[READING TEXT]
==*==

The invasion of Iraq by the United States in March 2003 accelerated
the breakdown of the diplomatic, legal and structural framework
within which international relations had been regulated since
the end of World War II. This process had begun with the dissolution
of the Soviet Union in 1991. International alliances and institutions
that had served the interests of the United States during the
Cold War with the Soviet Union came to be seen by Washington as
obstacles to the realization of its new global ambitions.
The first and most significant casualty of the post-Cold War
alignment of forces has been the US-West European alliance. While
it had been seen previously as an essential strategic partner
in the containment of the USSR, the United States has come to
view Europe as its principal economic competitor and as a barrier
to the assertion of Americas hegemonic role.
The US is above all concerned with preventing the emergence
of a common European foreign policy, with a European military
that can compete on a global stage with the United States.
The realization within Europe that the United States is more
an enemy than an ally has produced uncertainty and anxiety. Each
country within Europe is now compelled to reexamine its place
in the new world order and make a fresh evaluation of its geopolitical
options. Can Germany trust France to remain loyal to their previously
shared vision of a unified Europe under their joint sponsorship?
Or will France cut a deal with the United States at the expense
of Germany? Should Germany seek to secure its access to critical
oil resources by establishing an alliance with Russia and possibly
Iran, and in so doing risk confrontation with the United States?
Iran has emerged as a major factor in European-American relations.
The US has taken an aggressive stance toward Iranian plans to
develop a nuclear energy capacity, while Europe has sought to
engage in negotiations that will not lead to a disruption of the
growing economic ties between Iran and Europe. Iran is a key EU
trading partner as well as a major source of oil.
In its drive to ensure control over the world oil market, the
US has set its sights on Iran, a key supplier not only of Europe,
but also of Russia, China, India and Japan. The US government
has publicly and adamantly opposed a gas pipeline that would run
from Iran to India through Pakistan.

==*==

[SUPPLIED MATERIAL]
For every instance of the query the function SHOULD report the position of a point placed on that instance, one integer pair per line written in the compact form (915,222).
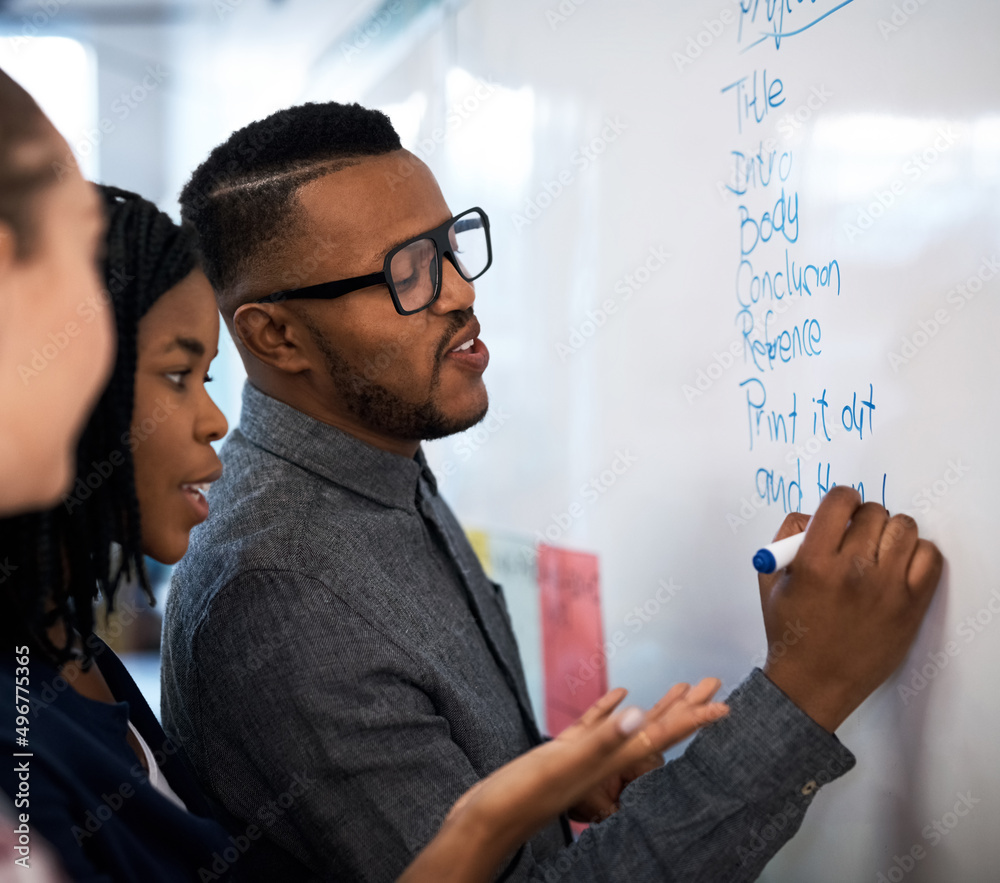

==*==

[STATED PROBLEM A] Please write out, word for word, the part of the passage on US-European relations that begins with the words containing "The realization within" and ends with "their joint sponsorship?".
[STATED PROBLEM B] Decide whether each statement agrees with the passage on US-European relations, answering yes or no and quoting the deciding words: (i) The breakdown of the postwar framework began with the dissolution of the Soviet Union in 1991. (ii) Europe has taken an aggressive stance toward Iranian plans to develop a nuclear energy capacity. (iii) The US government has supported a gas pipeline from Iran to India.

[FULL ANSWER A]
The realization within Europe that the United States is more
an enemy than an ally has produced uncertainty and anxiety. Each
country within Europe is now compelled to reexamine its place
in the new world order and make a fresh evaluation of its geopolitical
options. Can Germany trust France to remain loyal to their previously
shared vision of a unified Europe under their joint sponsorship?

[FULL ANSWER B]
(i) Yes: "This process had begun with the dissolution of the Soviet Union in 1991."
(ii) No: "The US has taken an aggressive stance toward Iranian plans to develop a nuclear energy capacity, while Europe has sought to engage in negotiations"
(iii) No: "The US government has publicly and adamantly opposed a gas pipeline that would run from Iran to India through Pakistan."